*Extracted records*:
# # #

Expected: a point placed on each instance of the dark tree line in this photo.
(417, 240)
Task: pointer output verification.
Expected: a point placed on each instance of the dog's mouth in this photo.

# # #

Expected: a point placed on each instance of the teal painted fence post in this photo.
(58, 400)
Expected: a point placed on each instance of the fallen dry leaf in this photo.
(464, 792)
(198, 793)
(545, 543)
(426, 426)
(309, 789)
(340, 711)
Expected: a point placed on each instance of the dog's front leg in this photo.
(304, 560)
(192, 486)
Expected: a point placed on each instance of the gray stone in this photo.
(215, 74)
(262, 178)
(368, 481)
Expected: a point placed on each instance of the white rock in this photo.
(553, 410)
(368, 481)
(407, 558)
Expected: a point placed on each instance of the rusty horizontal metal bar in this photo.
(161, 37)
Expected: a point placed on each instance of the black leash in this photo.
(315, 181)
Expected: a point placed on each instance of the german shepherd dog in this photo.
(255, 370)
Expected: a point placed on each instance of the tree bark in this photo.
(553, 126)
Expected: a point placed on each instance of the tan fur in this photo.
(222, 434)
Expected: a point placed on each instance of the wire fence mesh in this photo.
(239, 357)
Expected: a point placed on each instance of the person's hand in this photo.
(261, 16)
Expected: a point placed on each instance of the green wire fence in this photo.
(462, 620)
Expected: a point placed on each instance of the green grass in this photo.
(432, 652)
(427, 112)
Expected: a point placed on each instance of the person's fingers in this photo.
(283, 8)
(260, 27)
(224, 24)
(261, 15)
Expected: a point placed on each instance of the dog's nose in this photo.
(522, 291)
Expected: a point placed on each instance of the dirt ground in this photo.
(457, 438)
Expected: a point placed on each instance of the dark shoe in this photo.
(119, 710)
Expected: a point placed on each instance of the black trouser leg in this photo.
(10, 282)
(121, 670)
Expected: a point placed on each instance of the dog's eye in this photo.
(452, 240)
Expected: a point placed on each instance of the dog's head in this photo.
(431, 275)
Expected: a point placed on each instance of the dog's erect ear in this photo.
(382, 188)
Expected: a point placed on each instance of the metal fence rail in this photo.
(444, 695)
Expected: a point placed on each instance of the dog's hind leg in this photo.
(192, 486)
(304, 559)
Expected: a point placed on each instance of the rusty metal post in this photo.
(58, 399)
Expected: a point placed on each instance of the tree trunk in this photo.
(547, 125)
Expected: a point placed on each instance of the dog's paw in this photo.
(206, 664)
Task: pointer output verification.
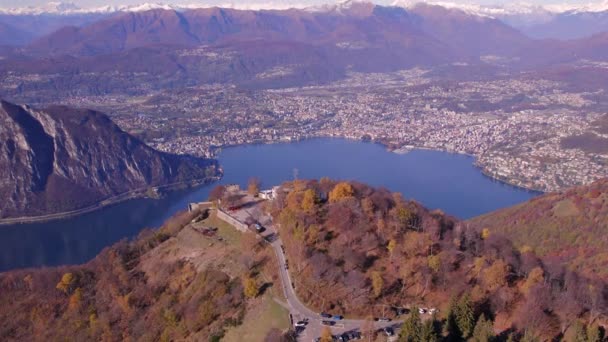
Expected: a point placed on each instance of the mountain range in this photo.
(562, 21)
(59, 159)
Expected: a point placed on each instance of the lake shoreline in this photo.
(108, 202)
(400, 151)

# # #

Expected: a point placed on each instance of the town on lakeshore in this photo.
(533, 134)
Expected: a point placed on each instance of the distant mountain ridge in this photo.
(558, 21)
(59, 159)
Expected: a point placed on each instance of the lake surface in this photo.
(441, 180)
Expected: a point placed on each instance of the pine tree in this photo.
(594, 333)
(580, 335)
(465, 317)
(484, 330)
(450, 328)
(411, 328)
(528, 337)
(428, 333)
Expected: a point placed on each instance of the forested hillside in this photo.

# # #

*Problem to solve*:
All lines above from the line with "Expected: a point placed on each instance of the dark tree" through the line with "Expected: a point placed on each instance of the dog's mouth", both included, are to be set down exactly, with nothing else.

*Your solution*:
Expected: a point placed on each instance of the dark tree line in this photo.
(417, 240)
Task: pointer output verification.
Expected: a point placed on each instance of the dog's mouth in this photo.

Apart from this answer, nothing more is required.